Records shown:
(begin)

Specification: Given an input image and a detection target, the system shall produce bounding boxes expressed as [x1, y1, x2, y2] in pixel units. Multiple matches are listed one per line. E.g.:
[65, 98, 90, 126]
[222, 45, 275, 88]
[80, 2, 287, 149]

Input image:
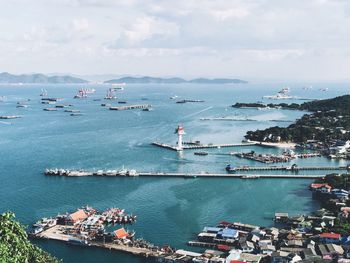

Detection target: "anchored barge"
[109, 104, 152, 111]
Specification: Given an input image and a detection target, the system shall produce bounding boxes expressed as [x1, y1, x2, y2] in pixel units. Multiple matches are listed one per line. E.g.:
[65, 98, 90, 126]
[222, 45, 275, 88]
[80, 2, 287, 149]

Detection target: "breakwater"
[45, 169, 325, 179]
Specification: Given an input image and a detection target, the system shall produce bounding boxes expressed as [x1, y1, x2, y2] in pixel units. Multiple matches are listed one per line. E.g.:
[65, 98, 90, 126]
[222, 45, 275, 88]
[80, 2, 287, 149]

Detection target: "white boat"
[40, 89, 47, 97]
[263, 87, 295, 100]
[105, 88, 117, 100]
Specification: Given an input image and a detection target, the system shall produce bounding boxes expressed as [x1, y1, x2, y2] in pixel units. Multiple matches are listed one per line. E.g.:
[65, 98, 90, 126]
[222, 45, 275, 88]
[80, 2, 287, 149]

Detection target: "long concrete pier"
[109, 104, 152, 111]
[36, 225, 160, 257]
[45, 169, 325, 179]
[152, 142, 257, 151]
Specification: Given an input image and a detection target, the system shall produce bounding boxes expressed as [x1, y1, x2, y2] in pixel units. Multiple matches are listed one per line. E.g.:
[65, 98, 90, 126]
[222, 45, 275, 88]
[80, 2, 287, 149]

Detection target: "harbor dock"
[45, 167, 345, 179]
[152, 142, 256, 151]
[36, 225, 157, 257]
[109, 104, 152, 111]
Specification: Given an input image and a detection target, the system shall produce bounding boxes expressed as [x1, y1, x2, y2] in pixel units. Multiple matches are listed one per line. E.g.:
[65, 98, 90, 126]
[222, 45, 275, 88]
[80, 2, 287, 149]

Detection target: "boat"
[225, 164, 237, 173]
[67, 238, 91, 246]
[64, 110, 80, 113]
[40, 89, 47, 97]
[194, 152, 208, 156]
[263, 87, 295, 100]
[16, 104, 28, 108]
[241, 174, 260, 179]
[105, 88, 117, 100]
[0, 115, 21, 120]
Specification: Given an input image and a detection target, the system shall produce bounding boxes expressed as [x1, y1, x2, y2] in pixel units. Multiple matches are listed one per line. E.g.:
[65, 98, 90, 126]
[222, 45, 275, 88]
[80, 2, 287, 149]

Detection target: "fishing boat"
[64, 110, 80, 113]
[225, 164, 237, 173]
[241, 174, 260, 179]
[67, 238, 91, 246]
[194, 152, 208, 156]
[105, 88, 117, 100]
[40, 89, 47, 97]
[16, 104, 28, 108]
[263, 87, 295, 100]
[0, 115, 21, 120]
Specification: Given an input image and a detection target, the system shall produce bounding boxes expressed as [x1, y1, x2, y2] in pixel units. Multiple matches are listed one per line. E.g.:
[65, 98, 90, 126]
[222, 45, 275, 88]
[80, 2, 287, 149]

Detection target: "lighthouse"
[175, 125, 186, 151]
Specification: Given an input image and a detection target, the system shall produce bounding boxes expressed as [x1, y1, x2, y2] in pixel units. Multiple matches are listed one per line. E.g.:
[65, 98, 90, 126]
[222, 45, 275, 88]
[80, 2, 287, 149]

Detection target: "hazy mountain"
[105, 77, 247, 84]
[0, 72, 88, 83]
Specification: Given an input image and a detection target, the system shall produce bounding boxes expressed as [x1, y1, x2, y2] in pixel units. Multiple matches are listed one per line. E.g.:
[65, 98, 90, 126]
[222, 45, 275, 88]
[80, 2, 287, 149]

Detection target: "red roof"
[320, 233, 341, 239]
[218, 244, 231, 251]
[310, 184, 332, 189]
[114, 228, 129, 238]
[219, 221, 232, 226]
[69, 209, 88, 222]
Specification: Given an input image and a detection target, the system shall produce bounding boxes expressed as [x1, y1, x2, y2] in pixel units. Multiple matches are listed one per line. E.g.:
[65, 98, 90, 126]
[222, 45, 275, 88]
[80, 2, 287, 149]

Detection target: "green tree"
[0, 212, 59, 263]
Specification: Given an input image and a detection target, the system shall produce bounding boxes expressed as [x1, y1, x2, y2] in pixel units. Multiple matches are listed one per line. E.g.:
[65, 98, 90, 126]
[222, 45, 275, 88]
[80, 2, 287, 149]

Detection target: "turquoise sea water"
[0, 83, 349, 262]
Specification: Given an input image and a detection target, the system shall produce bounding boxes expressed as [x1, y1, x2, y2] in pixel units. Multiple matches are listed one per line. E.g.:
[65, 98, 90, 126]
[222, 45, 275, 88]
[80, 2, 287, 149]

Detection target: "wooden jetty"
[45, 169, 334, 179]
[187, 241, 217, 248]
[36, 225, 160, 257]
[232, 165, 350, 172]
[109, 104, 152, 111]
[152, 142, 256, 151]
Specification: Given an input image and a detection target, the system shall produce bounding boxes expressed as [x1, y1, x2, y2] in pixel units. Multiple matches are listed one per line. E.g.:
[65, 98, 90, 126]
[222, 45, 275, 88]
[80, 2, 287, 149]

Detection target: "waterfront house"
[322, 216, 336, 226]
[300, 248, 321, 260]
[310, 183, 332, 194]
[67, 209, 88, 224]
[271, 251, 289, 263]
[240, 241, 255, 253]
[319, 233, 341, 244]
[318, 244, 344, 259]
[239, 253, 264, 263]
[275, 213, 289, 223]
[259, 243, 276, 255]
[217, 228, 238, 239]
[114, 228, 129, 239]
[286, 239, 303, 247]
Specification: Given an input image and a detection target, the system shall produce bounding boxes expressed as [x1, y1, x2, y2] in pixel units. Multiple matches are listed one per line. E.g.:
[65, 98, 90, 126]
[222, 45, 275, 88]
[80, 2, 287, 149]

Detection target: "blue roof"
[221, 228, 237, 238]
[203, 226, 222, 233]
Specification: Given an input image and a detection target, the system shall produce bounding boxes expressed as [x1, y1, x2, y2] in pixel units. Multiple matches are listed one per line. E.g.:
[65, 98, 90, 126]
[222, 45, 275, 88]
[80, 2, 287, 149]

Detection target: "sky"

(end)

Given request:
Please pull out each line of the material above that contains the word "roof", copying those lines in their original order.

Result:
Detection target: "red roof"
Detection target: "blue roof"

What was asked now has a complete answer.